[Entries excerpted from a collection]
[start]

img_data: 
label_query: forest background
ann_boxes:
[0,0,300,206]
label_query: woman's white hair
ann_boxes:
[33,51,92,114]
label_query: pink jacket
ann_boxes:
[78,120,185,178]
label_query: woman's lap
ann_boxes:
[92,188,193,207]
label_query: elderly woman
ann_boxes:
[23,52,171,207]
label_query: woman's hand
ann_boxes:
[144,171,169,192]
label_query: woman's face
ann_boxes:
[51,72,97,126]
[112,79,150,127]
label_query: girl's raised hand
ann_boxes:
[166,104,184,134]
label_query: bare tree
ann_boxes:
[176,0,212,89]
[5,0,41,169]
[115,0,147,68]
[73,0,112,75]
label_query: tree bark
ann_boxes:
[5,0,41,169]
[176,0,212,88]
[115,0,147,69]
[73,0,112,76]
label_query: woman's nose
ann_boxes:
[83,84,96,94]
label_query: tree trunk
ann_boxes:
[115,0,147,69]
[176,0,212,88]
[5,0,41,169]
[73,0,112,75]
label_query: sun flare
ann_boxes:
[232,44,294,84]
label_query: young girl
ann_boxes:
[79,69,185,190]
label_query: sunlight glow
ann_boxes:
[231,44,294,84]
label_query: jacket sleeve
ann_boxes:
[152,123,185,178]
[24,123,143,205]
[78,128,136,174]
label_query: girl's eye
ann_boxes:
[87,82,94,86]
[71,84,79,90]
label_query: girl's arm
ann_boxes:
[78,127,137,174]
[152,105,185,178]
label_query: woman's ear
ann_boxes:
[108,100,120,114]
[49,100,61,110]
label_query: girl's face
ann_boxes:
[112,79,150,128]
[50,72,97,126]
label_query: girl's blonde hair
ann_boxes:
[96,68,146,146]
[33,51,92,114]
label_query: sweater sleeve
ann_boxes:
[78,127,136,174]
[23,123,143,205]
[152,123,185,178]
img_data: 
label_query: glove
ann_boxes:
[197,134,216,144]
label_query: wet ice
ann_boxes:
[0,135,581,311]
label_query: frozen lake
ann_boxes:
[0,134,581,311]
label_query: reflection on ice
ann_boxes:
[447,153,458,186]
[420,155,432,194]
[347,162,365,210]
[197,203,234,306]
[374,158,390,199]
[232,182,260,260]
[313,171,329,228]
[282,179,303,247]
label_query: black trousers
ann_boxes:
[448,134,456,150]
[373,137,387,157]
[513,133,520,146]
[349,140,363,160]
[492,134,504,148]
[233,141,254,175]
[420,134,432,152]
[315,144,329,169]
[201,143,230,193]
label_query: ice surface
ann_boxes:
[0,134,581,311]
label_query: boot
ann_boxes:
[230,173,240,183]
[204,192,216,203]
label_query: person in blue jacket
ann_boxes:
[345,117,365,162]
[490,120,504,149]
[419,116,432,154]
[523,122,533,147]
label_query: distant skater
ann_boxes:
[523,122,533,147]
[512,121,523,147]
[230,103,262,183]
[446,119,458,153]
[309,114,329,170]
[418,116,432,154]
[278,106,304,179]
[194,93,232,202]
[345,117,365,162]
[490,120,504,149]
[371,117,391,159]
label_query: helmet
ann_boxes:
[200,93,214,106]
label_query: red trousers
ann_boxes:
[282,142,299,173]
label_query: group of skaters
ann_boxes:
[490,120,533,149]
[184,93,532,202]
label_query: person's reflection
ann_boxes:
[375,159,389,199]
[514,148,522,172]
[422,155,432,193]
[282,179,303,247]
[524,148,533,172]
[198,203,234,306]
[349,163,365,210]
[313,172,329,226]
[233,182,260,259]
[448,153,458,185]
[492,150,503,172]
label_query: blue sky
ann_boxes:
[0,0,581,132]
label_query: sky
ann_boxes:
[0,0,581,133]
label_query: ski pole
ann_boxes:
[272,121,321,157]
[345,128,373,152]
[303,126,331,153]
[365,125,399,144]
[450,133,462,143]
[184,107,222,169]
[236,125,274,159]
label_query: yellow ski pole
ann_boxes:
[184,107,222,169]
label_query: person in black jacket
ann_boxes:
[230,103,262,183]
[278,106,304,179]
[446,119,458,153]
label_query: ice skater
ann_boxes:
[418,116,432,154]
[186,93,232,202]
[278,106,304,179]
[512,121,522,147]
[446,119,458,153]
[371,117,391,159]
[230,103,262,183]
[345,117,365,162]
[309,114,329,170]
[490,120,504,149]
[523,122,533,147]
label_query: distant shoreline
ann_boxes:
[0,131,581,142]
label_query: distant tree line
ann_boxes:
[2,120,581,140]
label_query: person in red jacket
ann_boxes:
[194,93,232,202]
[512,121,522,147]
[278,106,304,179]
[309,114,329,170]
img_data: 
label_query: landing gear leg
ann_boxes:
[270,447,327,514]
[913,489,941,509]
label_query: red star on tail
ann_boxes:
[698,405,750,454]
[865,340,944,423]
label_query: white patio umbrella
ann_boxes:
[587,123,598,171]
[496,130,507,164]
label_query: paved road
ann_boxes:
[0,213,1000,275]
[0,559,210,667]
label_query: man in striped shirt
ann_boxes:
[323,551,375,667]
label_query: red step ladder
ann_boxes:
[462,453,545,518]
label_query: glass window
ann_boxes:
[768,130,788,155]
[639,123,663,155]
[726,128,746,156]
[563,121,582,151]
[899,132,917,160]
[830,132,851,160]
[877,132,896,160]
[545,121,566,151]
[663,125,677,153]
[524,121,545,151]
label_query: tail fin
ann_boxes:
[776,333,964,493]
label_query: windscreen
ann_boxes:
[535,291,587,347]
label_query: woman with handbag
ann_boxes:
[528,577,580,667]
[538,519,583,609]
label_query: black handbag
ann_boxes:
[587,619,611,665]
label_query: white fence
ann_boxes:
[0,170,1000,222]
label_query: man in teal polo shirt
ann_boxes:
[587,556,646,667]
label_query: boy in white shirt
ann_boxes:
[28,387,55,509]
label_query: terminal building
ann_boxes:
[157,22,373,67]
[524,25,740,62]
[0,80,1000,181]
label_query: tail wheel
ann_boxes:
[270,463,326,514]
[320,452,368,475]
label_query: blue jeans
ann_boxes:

[end]

Rewrite all of the entries above, replacing every occurrence of "ann_boxes" with "bounding_boxes" and leaving everything else as it is.

_WORKED SOLUTION_
img_data: 
label_query: forest background
bounding_boxes:
[0,0,300,206]
label_query: woman's white hair
bounding_boxes:
[33,51,92,114]
label_query: pink jacket
bounding_boxes:
[78,120,185,178]
label_query: woman's lap
bounding_boxes:
[92,188,193,207]
label_query: elderly woman
bounding_boxes:
[23,52,171,207]
label_query: woman's hand
bounding_boxes:
[144,171,169,192]
label_query: woman's face
bounding_boxes:
[51,72,97,126]
[112,79,150,127]
label_query: girl's raised hand
bounding_boxes:
[166,104,184,134]
label_query: bare tree
bounding_boxes:
[176,0,212,89]
[5,0,41,169]
[115,0,147,68]
[73,0,112,75]
label_query: tree bark
bounding_boxes:
[5,0,41,169]
[176,0,212,88]
[115,0,147,69]
[73,0,112,76]
label_query: woman's nose
bounding_boxes:
[83,84,96,94]
label_query: tree trunk
bounding_boxes:
[115,0,147,69]
[176,0,212,88]
[5,0,41,169]
[73,0,112,75]
label_query: sun flare
bounding_boxes:
[232,44,294,84]
label_query: young girl
bounding_boxes:
[79,69,185,190]
label_query: sunlight glow
bounding_boxes:
[231,44,294,84]
label_query: jacket sleeve
bounding_boxes:
[152,123,185,178]
[24,123,143,205]
[78,128,136,174]
label_query: girl's eye
bounding_boxes:
[87,82,94,86]
[71,84,79,90]
label_query: girl's arm
bounding_boxes:
[78,127,137,174]
[152,105,185,178]
label_query: woman's ear
bounding_boxes:
[108,100,120,114]
[49,100,61,110]
label_query: girl's face
bounding_boxes:
[112,79,150,128]
[50,72,97,126]
label_query: girl's blonde hair
bounding_boxes:
[96,68,146,146]
[33,51,92,114]
label_query: sweater sleeve
bounding_boxes:
[78,127,136,174]
[23,123,143,205]
[152,123,185,178]
img_data: 
label_query: glove
bounding_boxes:
[197,134,216,144]
label_query: wet ice
bounding_boxes:
[0,135,581,311]
label_query: frozen lake
bounding_boxes:
[0,134,581,311]
label_query: reflection on ice
bounding_boxes:
[447,153,458,186]
[420,155,432,194]
[347,162,365,210]
[197,203,234,306]
[374,158,390,199]
[232,182,260,260]
[313,171,329,228]
[282,179,303,247]
label_query: black trousers
bounding_boxes:
[448,134,456,150]
[373,137,387,157]
[513,133,520,146]
[349,140,363,160]
[492,134,504,148]
[233,141,254,175]
[420,134,432,152]
[315,144,329,169]
[201,143,230,193]
label_query: ice surface
bounding_boxes:
[0,134,581,311]
label_query: boot
bounding_boxes:
[230,173,240,183]
[204,192,216,203]
label_query: person in blue jacket
bounding_boxes:
[345,117,365,162]
[490,120,504,149]
[419,116,432,154]
[523,122,533,147]
label_query: distant skater
bounding_boxes:
[523,122,533,147]
[512,121,523,147]
[230,103,262,183]
[446,119,458,153]
[309,114,329,170]
[418,116,432,154]
[278,106,304,179]
[194,93,232,202]
[345,117,365,162]
[490,120,504,149]
[371,117,391,159]
label_query: helmet
bounding_boxes:
[200,93,214,106]
label_query: red trousers
bounding_boxes:
[282,142,299,173]
label_query: group of skaters
bounding_boxes:
[490,120,533,149]
[184,93,532,202]
label_query: person's reflection
bounding_boxes:
[375,159,389,199]
[514,148,522,172]
[422,155,432,193]
[282,179,303,247]
[524,148,533,172]
[198,203,234,306]
[349,163,365,210]
[313,172,329,226]
[233,182,260,259]
[448,153,458,185]
[492,150,503,172]
label_query: blue sky
bounding_boxes:
[0,0,581,132]
label_query: sky
bounding_boxes:
[0,0,581,133]
label_query: ski pole
bounding_boxes:
[272,121,321,157]
[345,128,373,152]
[303,126,331,153]
[365,125,399,144]
[450,133,462,143]
[184,107,222,169]
[236,125,274,159]
label_query: yellow ski pole
bounding_boxes:
[184,107,222,169]
label_query: person in black jacket
bounding_boxes:
[230,103,262,183]
[278,106,304,179]
[446,119,458,153]
label_query: ice skater
bounding_boxes:
[418,116,432,154]
[186,93,232,202]
[278,106,304,179]
[512,121,522,147]
[446,119,458,153]
[371,117,391,159]
[230,103,262,183]
[345,117,365,162]
[309,114,329,170]
[490,120,504,149]
[523,122,533,147]
label_query: distant shoreline
bounding_boxes:
[0,131,581,142]
label_query: distant tree line
bounding_boxes:
[2,120,581,140]
label_query: person in red jacket
bounding_boxes:
[194,93,232,202]
[512,121,522,147]
[278,106,304,179]
[309,114,329,170]
img_data: 
label_query: landing gear leg
bounding_boxes:
[270,447,327,514]
[913,489,941,509]
label_query: red star on tail
bounding_boxes:
[698,405,750,454]
[865,340,944,423]
label_query: white patio umbrella
bounding_boxes:
[587,123,598,171]
[496,130,507,164]
label_query: paved road
bounding_boxes:
[0,213,1000,275]
[0,559,210,667]
label_query: man in striped shirt
bounding_boxes:
[323,551,375,667]
label_query: red step ladder
bounding_boxes:
[462,453,545,518]
label_query: glass window
bounding_boxes:
[768,130,788,155]
[639,123,663,155]
[726,128,746,156]
[563,121,582,151]
[899,132,917,160]
[830,132,851,160]
[877,132,896,160]
[545,121,566,151]
[663,125,677,153]
[524,121,545,151]
label_query: tail fin
bounding_boxes:
[776,333,964,493]
label_query: windscreen
bounding_boxes:
[535,291,587,347]
label_query: woman with handbag
bounding_boxes:
[528,577,580,667]
[538,519,583,609]
label_query: black handbag
bounding_boxes:
[587,619,611,665]
label_query: white fence
bounding_boxes:
[0,170,1000,222]
label_query: man in teal polo shirt
bounding_boxes:
[587,556,646,667]
label_query: boy in white shirt
bounding_boxes:
[28,387,55,509]
label_query: terminal building
bounding_boxes:
[157,22,373,67]
[524,25,740,62]
[0,80,1000,181]
label_query: tail wheel
bounding_boxes:
[270,463,326,514]
[320,452,368,475]
label_query: blue jeans
bounding_boxes:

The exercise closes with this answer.